## What is asked
Copy out the lines of the records word for word, from the line that contains "Where can the white road" through the end of the records.

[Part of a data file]

===

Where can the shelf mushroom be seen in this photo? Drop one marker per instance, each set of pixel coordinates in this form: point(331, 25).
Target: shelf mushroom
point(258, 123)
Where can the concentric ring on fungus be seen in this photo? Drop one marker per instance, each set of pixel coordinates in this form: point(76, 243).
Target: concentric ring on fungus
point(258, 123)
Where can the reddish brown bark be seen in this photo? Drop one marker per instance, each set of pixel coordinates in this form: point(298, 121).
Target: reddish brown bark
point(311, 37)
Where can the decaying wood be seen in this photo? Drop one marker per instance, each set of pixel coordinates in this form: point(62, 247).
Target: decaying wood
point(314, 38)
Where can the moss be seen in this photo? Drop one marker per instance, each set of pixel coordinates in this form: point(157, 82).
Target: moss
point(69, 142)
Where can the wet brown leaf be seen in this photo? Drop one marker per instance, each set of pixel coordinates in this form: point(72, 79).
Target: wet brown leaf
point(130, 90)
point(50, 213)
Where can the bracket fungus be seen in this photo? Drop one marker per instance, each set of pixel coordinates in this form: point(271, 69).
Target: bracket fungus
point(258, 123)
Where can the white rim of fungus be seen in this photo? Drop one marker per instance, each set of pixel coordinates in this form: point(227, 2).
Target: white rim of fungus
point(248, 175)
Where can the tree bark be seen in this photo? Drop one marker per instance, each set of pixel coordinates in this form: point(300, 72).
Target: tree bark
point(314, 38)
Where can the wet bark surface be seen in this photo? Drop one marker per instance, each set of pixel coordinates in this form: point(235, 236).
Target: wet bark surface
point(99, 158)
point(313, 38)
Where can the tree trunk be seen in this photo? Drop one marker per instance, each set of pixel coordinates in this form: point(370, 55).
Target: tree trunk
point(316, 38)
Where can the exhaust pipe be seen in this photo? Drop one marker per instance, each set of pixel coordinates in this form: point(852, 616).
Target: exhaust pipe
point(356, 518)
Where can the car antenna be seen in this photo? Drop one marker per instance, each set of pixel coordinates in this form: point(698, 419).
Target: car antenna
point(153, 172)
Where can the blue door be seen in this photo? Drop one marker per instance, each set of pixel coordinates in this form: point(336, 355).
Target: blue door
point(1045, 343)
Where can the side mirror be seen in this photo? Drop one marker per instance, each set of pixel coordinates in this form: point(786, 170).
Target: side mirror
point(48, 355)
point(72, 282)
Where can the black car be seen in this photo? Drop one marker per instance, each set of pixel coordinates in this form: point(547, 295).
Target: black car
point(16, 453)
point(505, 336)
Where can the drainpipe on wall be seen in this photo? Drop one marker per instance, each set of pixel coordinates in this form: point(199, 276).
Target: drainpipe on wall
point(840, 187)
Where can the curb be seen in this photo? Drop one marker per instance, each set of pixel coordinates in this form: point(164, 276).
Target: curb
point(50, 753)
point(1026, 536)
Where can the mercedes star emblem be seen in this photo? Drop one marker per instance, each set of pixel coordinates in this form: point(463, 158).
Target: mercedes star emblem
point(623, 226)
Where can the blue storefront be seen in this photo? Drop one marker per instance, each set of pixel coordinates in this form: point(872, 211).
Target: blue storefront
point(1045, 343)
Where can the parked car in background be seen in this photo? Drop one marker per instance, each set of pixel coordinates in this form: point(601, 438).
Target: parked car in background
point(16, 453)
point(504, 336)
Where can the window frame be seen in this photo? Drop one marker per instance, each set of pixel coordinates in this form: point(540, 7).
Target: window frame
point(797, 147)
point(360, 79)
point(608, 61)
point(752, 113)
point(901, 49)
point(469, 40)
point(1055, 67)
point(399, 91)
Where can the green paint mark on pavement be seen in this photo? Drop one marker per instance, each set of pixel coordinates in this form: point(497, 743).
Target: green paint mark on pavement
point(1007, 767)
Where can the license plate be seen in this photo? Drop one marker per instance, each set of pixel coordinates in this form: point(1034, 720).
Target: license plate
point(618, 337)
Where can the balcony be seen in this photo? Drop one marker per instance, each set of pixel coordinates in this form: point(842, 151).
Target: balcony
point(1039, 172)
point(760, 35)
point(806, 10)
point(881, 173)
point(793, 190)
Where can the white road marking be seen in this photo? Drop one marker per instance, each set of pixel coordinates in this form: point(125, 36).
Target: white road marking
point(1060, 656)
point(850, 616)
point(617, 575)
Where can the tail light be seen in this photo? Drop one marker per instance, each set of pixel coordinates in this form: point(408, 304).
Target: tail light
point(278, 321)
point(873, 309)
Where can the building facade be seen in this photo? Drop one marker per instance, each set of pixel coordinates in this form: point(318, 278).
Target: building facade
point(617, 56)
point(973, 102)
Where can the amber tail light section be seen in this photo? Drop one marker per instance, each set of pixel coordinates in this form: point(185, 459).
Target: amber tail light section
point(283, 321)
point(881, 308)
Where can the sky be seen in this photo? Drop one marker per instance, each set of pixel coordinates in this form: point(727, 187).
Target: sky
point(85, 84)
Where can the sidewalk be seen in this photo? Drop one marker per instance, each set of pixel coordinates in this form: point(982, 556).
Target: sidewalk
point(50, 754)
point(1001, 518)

===

## Task solution
Where can the white road marking be seen in this photo? Drop one marker per instance, each set of pixel coordinates in this form: point(125, 36).
Target: white road marking
point(1060, 656)
point(850, 616)
point(617, 575)
Where can the tail light be seen in this photo? Drop one marker per instance, each set of pixel coordinates in this form: point(408, 304).
Target: tail light
point(278, 321)
point(873, 309)
Where can the building facade be seen in this photo? Drop one marker per instance, each set of pixel coordinates in this form: point(318, 278).
Target: building facade
point(617, 56)
point(973, 102)
Where can the amber tail light section be seen in this photo? Drop one marker per instance, each set of pixel coordinates in this form: point(185, 459).
Target: amber tail light section
point(283, 321)
point(881, 308)
Where can the sky be seen in this photo? Drop one marker per instance, each set of pixel coordinates in this form: point(727, 187).
Target: sky
point(85, 84)
Where can the sidewalk be seen in this photo? Drop one marker per instance, each set of pixel coordinates in this form: point(982, 556).
Target: sidewalk
point(50, 754)
point(1001, 518)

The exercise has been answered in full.